_Task instructions_
Transcribe nothing but the lines from the one with "One point belongs on each instance of the player's neck." to the end of the entries, both included, keeping each exact and leaving every picture out.

_Exercise materials_
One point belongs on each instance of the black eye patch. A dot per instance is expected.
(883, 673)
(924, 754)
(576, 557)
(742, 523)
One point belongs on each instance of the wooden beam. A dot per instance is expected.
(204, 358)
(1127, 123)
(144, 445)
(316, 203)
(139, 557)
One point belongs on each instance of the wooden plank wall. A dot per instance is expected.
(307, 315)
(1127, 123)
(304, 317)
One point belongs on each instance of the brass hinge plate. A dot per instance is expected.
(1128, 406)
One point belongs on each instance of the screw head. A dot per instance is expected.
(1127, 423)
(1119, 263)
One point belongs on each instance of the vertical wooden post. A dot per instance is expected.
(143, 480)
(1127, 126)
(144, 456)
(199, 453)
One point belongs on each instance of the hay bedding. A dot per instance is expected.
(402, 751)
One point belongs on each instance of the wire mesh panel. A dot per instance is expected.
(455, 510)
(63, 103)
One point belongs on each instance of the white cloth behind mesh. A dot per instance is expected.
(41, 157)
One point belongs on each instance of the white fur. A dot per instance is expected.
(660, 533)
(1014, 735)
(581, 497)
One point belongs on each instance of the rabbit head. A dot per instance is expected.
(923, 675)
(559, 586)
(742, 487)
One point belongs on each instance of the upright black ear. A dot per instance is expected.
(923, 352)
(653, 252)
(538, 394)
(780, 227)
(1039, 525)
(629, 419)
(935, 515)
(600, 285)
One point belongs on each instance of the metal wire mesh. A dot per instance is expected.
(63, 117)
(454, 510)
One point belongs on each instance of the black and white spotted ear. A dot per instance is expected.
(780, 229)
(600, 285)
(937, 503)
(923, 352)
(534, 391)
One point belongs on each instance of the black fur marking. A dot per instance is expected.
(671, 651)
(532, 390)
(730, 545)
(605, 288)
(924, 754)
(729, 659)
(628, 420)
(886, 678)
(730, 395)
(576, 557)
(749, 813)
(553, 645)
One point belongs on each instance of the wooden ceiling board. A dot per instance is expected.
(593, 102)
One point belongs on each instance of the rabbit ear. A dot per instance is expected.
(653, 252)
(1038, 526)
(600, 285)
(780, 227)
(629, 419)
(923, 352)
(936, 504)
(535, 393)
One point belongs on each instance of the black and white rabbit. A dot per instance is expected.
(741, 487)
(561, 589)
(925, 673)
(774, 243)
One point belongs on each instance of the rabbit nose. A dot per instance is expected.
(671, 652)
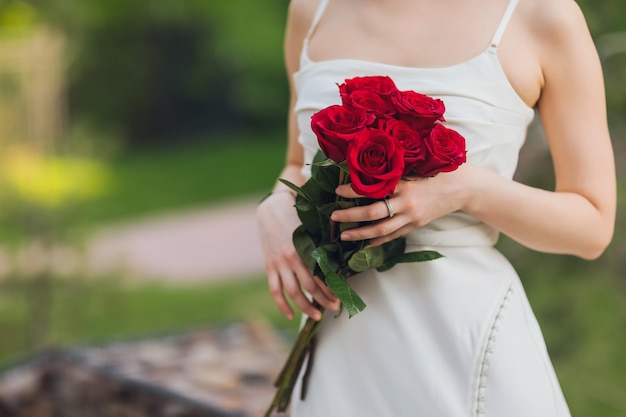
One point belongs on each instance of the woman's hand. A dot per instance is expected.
(415, 203)
(287, 275)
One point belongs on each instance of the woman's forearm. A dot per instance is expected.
(557, 222)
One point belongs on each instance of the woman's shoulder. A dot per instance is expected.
(555, 20)
(301, 12)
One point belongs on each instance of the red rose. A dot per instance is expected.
(410, 139)
(446, 151)
(376, 163)
(335, 126)
(369, 102)
(376, 84)
(418, 110)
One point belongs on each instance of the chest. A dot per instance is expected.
(426, 35)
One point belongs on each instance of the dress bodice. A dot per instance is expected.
(480, 102)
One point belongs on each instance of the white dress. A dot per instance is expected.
(454, 337)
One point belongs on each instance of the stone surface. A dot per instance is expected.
(225, 371)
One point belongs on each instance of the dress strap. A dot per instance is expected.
(317, 17)
(508, 13)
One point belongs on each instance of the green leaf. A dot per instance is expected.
(337, 284)
(327, 177)
(367, 258)
(348, 297)
(316, 194)
(420, 256)
(304, 246)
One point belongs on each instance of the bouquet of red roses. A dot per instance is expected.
(376, 137)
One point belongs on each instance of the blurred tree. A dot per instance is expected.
(155, 70)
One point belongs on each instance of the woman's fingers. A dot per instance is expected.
(370, 212)
(291, 282)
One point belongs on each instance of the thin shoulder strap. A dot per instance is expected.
(317, 17)
(497, 37)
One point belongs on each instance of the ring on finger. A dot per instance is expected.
(389, 208)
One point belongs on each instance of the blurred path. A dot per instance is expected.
(217, 242)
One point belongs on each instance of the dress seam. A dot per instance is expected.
(487, 354)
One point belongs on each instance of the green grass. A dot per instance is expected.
(192, 174)
(97, 311)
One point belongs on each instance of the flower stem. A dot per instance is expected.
(287, 377)
(343, 179)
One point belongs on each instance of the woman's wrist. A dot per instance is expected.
(278, 192)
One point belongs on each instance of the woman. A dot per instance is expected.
(455, 336)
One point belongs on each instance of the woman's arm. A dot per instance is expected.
(276, 215)
(578, 216)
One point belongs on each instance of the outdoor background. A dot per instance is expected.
(130, 123)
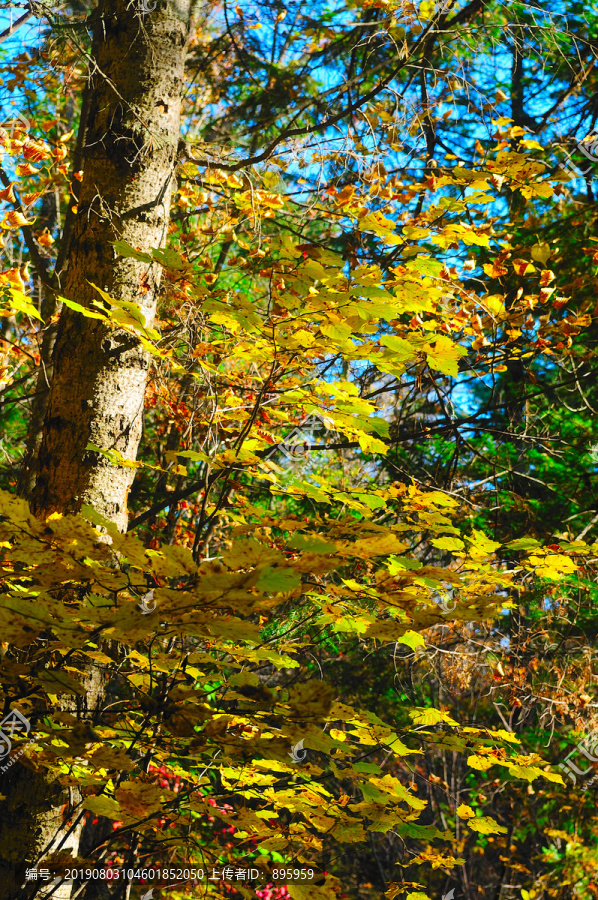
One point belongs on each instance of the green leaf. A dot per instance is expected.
(274, 579)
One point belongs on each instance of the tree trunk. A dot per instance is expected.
(129, 158)
(129, 164)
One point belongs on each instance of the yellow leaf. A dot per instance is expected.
(465, 812)
(486, 825)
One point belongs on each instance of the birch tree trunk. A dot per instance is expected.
(129, 157)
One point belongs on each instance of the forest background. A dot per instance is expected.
(322, 279)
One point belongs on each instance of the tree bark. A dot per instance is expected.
(129, 163)
(99, 374)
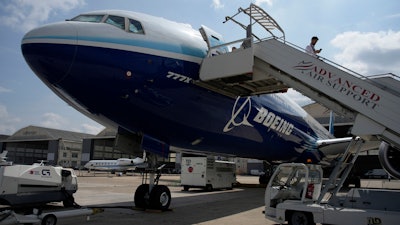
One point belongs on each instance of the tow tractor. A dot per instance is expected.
(296, 193)
(25, 189)
(22, 185)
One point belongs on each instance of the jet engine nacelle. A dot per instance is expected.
(389, 158)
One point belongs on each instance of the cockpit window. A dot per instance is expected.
(116, 21)
(135, 27)
(89, 18)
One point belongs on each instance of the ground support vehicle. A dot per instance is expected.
(207, 173)
(37, 184)
(294, 195)
(9, 217)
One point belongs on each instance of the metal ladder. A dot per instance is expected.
(341, 170)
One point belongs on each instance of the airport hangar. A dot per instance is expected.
(33, 144)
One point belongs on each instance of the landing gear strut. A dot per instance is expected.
(152, 195)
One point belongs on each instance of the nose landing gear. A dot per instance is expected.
(153, 195)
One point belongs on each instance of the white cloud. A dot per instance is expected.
(26, 14)
(53, 120)
(91, 129)
(216, 4)
(260, 2)
(7, 122)
(370, 52)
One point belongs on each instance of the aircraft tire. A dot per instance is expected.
(160, 197)
(141, 196)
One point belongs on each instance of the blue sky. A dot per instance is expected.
(361, 35)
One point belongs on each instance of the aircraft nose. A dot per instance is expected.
(50, 50)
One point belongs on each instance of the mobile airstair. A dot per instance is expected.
(270, 65)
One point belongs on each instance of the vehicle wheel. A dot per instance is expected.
(160, 197)
(69, 202)
(263, 179)
(300, 218)
(49, 220)
(141, 197)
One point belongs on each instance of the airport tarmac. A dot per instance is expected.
(242, 205)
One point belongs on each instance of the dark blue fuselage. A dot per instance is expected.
(155, 95)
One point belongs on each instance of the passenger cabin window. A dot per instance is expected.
(135, 27)
(116, 21)
(89, 18)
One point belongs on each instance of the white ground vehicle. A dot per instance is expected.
(294, 195)
(207, 173)
(24, 185)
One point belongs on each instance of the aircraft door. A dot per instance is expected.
(213, 39)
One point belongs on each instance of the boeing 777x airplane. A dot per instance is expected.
(140, 74)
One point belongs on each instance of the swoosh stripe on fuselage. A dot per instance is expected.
(146, 47)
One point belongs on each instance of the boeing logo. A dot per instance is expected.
(235, 113)
(265, 117)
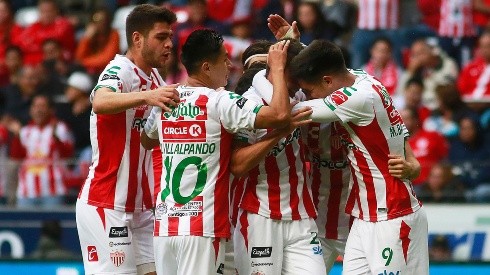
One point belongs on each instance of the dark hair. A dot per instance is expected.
(385, 40)
(143, 17)
(258, 47)
(245, 81)
(319, 58)
(415, 81)
(201, 45)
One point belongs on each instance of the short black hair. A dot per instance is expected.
(201, 45)
(383, 39)
(415, 80)
(143, 17)
(320, 58)
(246, 79)
(258, 47)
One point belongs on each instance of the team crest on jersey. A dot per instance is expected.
(117, 258)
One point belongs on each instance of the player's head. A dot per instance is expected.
(256, 52)
(148, 31)
(319, 69)
(246, 79)
(205, 58)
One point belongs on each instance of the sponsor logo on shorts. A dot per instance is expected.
(241, 102)
(92, 255)
(111, 244)
(110, 76)
(117, 258)
(221, 269)
(317, 250)
(118, 232)
(254, 264)
(261, 252)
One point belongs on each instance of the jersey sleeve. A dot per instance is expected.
(236, 112)
(115, 77)
(151, 124)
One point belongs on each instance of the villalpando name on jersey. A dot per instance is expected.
(279, 147)
(188, 148)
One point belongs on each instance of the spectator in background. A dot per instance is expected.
(49, 246)
(8, 33)
(470, 154)
(428, 147)
(439, 249)
(43, 147)
(312, 24)
(450, 110)
(51, 25)
(13, 64)
(474, 80)
(376, 18)
(441, 186)
(457, 30)
(412, 99)
(432, 65)
(382, 65)
(198, 19)
(99, 44)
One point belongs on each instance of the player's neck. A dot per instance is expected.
(139, 62)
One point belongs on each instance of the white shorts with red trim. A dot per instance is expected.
(114, 242)
(332, 249)
(267, 246)
(183, 255)
(397, 246)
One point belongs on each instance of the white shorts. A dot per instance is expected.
(184, 255)
(267, 246)
(114, 242)
(397, 246)
(331, 250)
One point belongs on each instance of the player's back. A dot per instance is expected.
(195, 140)
(372, 133)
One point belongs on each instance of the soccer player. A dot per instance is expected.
(114, 219)
(275, 232)
(191, 215)
(389, 232)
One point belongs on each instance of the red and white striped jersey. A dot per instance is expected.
(277, 187)
(195, 140)
(4, 135)
(330, 176)
(121, 174)
(378, 14)
(374, 129)
(42, 168)
(456, 18)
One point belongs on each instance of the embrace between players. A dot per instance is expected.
(293, 182)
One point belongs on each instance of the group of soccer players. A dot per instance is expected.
(183, 172)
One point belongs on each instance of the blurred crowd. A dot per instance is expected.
(432, 56)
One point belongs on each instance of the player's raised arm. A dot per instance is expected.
(278, 113)
(106, 101)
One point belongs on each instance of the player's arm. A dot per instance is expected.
(149, 135)
(246, 156)
(404, 168)
(278, 113)
(106, 101)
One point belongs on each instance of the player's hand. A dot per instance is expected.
(164, 97)
(277, 56)
(280, 27)
(399, 167)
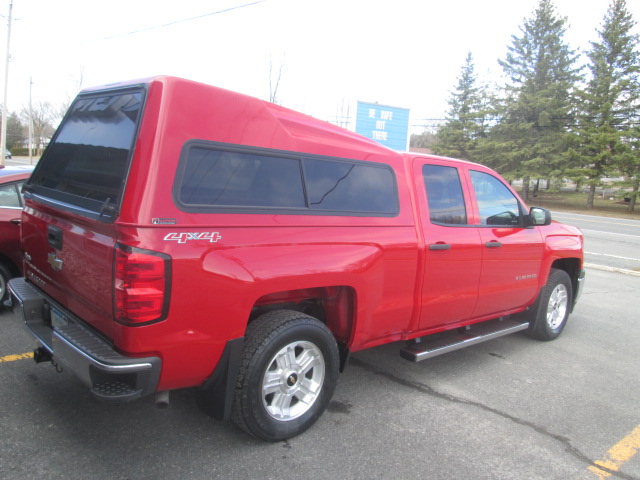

_Written reply_
One point belongs on each instance of the player's neck. A dot per instance is expected.
(139, 62)
One point belongs on each instance of the white shorts with red trim. A dot per instance is expected.
(114, 242)
(332, 249)
(267, 246)
(183, 255)
(397, 246)
One point belongs on each instance of the white shorts. A dot per instance is expected.
(184, 255)
(267, 246)
(114, 242)
(397, 246)
(331, 250)
One point belongs on each instance of the player's back. A dot per instance is expected.
(195, 140)
(372, 133)
One point belongs on each instance of the soccer player. A dot per instance is expected.
(114, 219)
(275, 232)
(191, 215)
(389, 232)
One point belongs on each instance of the red and white striped jersey. A dot per instance is expected.
(277, 187)
(195, 140)
(4, 135)
(330, 176)
(121, 174)
(378, 14)
(374, 129)
(42, 168)
(456, 18)
One point belongs on each instance of the embrace between players. A dot per instance is expected.
(293, 182)
One point belongs on each instance of the group of soccer players. A dot per instance is expected.
(183, 172)
One point belongs on each instance of the blurred crowd. A dot per instance is expected.
(432, 56)
One point belongs on each instance of the player's raised arm. A dot per instance is expected.
(278, 113)
(106, 101)
One point belongs on each instance of the player's arm. A dot per instance is expected.
(149, 135)
(246, 156)
(404, 168)
(278, 113)
(106, 101)
One point belongs on each instance of the player's hand. A dot per instance is expected.
(164, 97)
(277, 56)
(280, 27)
(399, 167)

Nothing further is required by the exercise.